Your task:
Please tally how many lines in the rows below contain the word "soldier" and reply with that number alone.

Data rows:
* * *

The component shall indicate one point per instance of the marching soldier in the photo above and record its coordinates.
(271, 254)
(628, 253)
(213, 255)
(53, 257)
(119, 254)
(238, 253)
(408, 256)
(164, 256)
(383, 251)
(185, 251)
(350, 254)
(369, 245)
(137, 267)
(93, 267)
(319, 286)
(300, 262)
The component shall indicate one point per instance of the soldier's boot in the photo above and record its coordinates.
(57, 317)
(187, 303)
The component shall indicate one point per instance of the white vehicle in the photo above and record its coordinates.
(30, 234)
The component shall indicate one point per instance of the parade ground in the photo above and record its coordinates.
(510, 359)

* * *

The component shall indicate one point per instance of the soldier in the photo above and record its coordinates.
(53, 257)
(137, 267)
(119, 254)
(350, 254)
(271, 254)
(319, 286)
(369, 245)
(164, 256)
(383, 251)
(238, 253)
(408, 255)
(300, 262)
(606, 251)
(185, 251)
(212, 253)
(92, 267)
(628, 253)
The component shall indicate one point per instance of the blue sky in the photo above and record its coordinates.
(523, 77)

* * *

Complete answer:
3